Task goal ▸ Go through the records underneath and write each one out again exactly.

Supplied data ▸
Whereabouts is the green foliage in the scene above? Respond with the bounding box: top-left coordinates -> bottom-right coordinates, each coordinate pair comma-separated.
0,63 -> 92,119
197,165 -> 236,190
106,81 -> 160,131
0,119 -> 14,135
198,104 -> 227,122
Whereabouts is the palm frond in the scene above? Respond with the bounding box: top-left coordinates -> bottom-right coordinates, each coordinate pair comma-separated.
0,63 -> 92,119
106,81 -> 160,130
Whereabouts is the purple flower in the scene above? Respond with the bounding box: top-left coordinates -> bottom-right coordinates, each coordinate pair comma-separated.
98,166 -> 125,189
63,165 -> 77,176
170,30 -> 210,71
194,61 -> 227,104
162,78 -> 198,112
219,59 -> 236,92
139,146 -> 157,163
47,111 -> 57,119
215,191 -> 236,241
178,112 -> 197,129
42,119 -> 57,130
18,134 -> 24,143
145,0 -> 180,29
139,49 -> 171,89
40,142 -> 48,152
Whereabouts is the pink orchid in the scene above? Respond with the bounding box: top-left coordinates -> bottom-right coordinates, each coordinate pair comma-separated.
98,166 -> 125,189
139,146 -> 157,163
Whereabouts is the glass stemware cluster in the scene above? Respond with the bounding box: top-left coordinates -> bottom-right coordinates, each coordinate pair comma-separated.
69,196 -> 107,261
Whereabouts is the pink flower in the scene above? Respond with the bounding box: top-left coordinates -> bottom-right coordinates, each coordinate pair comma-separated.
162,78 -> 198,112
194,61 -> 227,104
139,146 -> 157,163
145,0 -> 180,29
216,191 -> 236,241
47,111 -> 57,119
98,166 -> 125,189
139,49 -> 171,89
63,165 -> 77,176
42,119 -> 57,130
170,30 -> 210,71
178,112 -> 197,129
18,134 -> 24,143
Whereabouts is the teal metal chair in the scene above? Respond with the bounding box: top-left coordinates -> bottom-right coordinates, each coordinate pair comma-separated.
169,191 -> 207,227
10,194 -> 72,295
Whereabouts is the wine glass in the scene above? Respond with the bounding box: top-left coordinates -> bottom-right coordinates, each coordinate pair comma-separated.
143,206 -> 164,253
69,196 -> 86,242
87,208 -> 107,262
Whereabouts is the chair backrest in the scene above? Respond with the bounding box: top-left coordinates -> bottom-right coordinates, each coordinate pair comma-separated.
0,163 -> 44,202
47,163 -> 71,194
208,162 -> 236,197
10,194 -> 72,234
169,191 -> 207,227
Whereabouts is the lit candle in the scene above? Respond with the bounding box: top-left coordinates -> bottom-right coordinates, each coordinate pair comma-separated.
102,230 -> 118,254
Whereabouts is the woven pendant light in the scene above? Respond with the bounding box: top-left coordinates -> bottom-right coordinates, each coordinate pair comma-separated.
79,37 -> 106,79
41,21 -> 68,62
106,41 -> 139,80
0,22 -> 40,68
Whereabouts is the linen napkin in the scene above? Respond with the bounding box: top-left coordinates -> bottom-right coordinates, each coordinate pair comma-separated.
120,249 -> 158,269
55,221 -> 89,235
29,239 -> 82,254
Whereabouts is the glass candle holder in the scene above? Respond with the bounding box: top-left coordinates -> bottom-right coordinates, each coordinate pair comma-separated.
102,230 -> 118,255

Solved problem ▸
Whereabouts is the green foliage in the scene above? Respond with the bounding box: top-left coordinates -> bottom-right coordinates, each coordinate pair comma-separated.
0,63 -> 92,119
197,165 -> 236,190
106,81 -> 160,131
0,119 -> 14,135
198,104 -> 227,122
Whereabouts is the palm frond in the scene above? Respond with the bounding box: top-left coordinates -> bottom-right coordinates, each coordinate pair comma-separated.
0,63 -> 92,119
106,81 -> 160,130
Whereabouts is the purple flower in the scene above? Respond with the bounding box: top-left coordinates -> bottom-right coordinates, each coordinate pair comma-separated.
98,166 -> 125,189
63,165 -> 77,176
170,30 -> 210,71
194,61 -> 227,104
162,78 -> 198,112
219,59 -> 236,92
139,146 -> 157,163
47,111 -> 57,119
215,191 -> 236,241
178,112 -> 197,129
42,119 -> 57,130
18,134 -> 24,143
145,0 -> 180,29
139,49 -> 171,89
40,142 -> 48,152
Whereabouts is the pink orchid in the scene above? Respond with the bounding box: top-left coordinates -> bottom-right coordinates, each coordinate pair comma-separated.
98,166 -> 125,189
139,146 -> 157,163
Whereabouts is the glass stemware cluster in the scene above? Respond with the bounding box: top-left coordinates -> bottom-right coordinates, each coordinate pair comma-separated.
69,196 -> 107,261
Whereabouts is the pink flower in the scene above? Respond with the bounding box: top-left coordinates -> bottom-right coordinates, each coordinate pair comma-separated.
162,78 -> 198,112
194,61 -> 227,104
139,146 -> 157,163
145,0 -> 180,29
216,191 -> 236,241
47,111 -> 57,119
98,166 -> 125,189
139,49 -> 171,89
63,165 -> 77,176
42,119 -> 57,130
170,30 -> 210,71
178,112 -> 197,129
18,134 -> 24,143
Whereabouts is the teal metal chair in the scene above? Respond with the bounding box: top-left coordinates -> bottom-right coordinates, each coordinate pair comma-separated.
169,191 -> 207,227
10,194 -> 72,295
Whereabouts is the wine glass in the scene above? Respond with the bounding box: top-left coordinates -> bottom-right coordinates, each coordinate pair comma-separated.
143,206 -> 164,253
69,196 -> 86,242
87,208 -> 107,262
Whereabouts is the chair backrest in the scene above? Respond with the bounding box: top-left coordinates -> bottom-right coordinates, each coordinate pair comma-separated.
0,163 -> 44,202
47,163 -> 71,194
208,162 -> 236,197
10,194 -> 72,234
169,191 -> 207,227
Whereabouts is the lit candle in the scene above? Respond with the bounding box: top-left coordinates -> bottom-right coordinates, each coordinate pair comma-separated.
102,230 -> 118,254
Whereabouts is the woven pendant light in the scene above? Respond with the bounding box: top-left coordinates -> bottom-right coordinates, each coordinate pair comma-separated.
79,37 -> 106,79
41,21 -> 68,62
106,41 -> 139,80
0,22 -> 40,68
Whereabouts is the linen napkin in the scene above? Respond with the bounding box: top-left coordinates -> bottom-right coordinates, each coordinate pair comma-separated.
120,249 -> 158,269
55,221 -> 89,235
29,239 -> 82,254
Whereabouts is the glass candle holder in the scene above? Respond with the bounding box: top-left coordinates -> bottom-right coordinates, each coordinate pair comma-separated.
102,230 -> 118,255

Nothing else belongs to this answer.